■ **Exercise inputs**
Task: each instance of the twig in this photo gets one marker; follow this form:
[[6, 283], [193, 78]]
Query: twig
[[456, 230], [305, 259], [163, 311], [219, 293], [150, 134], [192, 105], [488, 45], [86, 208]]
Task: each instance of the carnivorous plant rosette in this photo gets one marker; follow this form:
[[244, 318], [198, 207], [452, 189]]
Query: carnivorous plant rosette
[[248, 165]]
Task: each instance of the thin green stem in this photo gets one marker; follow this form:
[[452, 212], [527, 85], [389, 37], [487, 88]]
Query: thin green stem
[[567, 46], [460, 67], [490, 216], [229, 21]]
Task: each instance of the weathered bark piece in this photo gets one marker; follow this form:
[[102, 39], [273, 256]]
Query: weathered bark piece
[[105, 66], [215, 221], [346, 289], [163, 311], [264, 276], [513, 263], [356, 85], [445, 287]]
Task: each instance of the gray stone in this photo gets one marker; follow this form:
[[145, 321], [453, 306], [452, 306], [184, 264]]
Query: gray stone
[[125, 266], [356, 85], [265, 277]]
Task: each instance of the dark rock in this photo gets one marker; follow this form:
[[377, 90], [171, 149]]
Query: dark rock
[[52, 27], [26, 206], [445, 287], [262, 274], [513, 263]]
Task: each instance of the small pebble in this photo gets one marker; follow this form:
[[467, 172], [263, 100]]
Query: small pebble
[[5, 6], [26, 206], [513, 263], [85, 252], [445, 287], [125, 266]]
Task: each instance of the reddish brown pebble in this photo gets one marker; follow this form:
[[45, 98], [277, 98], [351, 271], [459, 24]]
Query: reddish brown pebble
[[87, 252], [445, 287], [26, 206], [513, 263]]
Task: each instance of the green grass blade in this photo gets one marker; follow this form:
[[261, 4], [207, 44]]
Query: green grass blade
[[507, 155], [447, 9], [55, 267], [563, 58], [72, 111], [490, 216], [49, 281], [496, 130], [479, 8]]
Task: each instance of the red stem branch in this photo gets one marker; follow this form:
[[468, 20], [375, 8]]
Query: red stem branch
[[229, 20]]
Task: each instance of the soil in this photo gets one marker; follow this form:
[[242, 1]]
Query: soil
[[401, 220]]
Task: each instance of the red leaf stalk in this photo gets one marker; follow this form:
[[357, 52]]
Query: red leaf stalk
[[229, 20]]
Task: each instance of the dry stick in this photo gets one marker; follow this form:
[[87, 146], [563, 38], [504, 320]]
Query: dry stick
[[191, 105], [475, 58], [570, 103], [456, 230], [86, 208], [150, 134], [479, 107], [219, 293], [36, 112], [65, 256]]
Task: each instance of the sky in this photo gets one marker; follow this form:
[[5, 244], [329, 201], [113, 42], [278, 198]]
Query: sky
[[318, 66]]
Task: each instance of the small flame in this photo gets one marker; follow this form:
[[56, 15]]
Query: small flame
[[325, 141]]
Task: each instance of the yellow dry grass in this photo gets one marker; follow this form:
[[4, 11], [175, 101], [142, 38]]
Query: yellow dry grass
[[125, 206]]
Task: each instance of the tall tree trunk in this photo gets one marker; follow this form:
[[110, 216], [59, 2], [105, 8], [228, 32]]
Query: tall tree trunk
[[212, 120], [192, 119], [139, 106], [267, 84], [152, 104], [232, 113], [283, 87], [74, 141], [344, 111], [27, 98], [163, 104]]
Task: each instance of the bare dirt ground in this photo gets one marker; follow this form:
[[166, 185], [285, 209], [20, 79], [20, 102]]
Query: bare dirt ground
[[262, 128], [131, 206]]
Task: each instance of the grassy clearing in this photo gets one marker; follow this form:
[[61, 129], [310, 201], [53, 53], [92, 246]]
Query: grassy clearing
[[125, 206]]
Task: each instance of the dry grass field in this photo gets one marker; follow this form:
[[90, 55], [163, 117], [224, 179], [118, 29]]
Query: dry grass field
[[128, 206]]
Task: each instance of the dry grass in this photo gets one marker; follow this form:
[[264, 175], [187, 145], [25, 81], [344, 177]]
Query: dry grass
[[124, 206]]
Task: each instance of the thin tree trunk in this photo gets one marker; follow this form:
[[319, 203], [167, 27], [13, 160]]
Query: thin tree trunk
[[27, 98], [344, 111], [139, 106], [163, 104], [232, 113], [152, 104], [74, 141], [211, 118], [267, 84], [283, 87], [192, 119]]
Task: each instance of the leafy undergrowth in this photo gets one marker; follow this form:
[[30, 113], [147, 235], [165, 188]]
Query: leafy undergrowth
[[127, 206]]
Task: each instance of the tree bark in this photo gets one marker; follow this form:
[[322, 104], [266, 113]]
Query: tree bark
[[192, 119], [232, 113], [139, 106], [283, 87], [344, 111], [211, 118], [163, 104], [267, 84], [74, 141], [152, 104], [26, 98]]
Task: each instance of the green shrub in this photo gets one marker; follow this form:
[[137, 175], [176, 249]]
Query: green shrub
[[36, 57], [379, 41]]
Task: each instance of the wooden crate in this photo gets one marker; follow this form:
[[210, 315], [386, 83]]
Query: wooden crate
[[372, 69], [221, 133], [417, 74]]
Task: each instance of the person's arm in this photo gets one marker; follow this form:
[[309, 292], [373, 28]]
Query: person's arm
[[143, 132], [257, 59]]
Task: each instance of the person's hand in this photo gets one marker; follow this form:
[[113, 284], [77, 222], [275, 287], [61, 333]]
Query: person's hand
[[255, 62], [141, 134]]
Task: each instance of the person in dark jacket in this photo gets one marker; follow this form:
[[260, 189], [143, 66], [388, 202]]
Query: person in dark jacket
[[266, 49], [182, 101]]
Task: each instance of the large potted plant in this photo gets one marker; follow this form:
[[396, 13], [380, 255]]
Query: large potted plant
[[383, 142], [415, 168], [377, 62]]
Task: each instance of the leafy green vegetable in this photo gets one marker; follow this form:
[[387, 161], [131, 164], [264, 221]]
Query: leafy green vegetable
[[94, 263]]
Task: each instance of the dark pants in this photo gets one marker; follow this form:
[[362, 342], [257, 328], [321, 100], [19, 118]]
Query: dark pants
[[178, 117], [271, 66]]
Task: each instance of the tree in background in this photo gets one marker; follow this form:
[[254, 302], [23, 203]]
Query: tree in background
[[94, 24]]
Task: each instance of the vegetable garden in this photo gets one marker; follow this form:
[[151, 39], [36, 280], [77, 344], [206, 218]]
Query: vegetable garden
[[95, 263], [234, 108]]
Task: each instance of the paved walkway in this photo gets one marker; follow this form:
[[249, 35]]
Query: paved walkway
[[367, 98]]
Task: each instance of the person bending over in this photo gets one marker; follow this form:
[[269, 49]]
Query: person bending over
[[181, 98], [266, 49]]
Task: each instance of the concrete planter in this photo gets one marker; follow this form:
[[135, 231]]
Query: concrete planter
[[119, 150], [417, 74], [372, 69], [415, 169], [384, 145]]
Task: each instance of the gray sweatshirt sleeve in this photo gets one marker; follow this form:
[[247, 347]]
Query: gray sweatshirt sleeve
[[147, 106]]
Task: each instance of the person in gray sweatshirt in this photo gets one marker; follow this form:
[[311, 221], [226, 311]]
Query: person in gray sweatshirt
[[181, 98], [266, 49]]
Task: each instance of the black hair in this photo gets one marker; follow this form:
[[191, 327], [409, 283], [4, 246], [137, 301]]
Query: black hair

■ **To be done**
Copy the rows from the start through the line containing "[[248, 165]]", putting "dot" in place of each "marker" and keeping everything else the same.

■ **Written response**
Task: each instance of the twig in this photo gets one dot; follow this form:
[[6, 283], [193, 78]]
Query: twig
[[456, 230], [305, 259], [163, 311], [219, 293], [150, 134], [192, 105], [488, 45], [86, 208]]
Task: each instance of the carnivorous plant rosette in this photo gets one dot; follow this form:
[[244, 318], [198, 207], [452, 189]]
Query: carnivorous plant rosette
[[248, 165]]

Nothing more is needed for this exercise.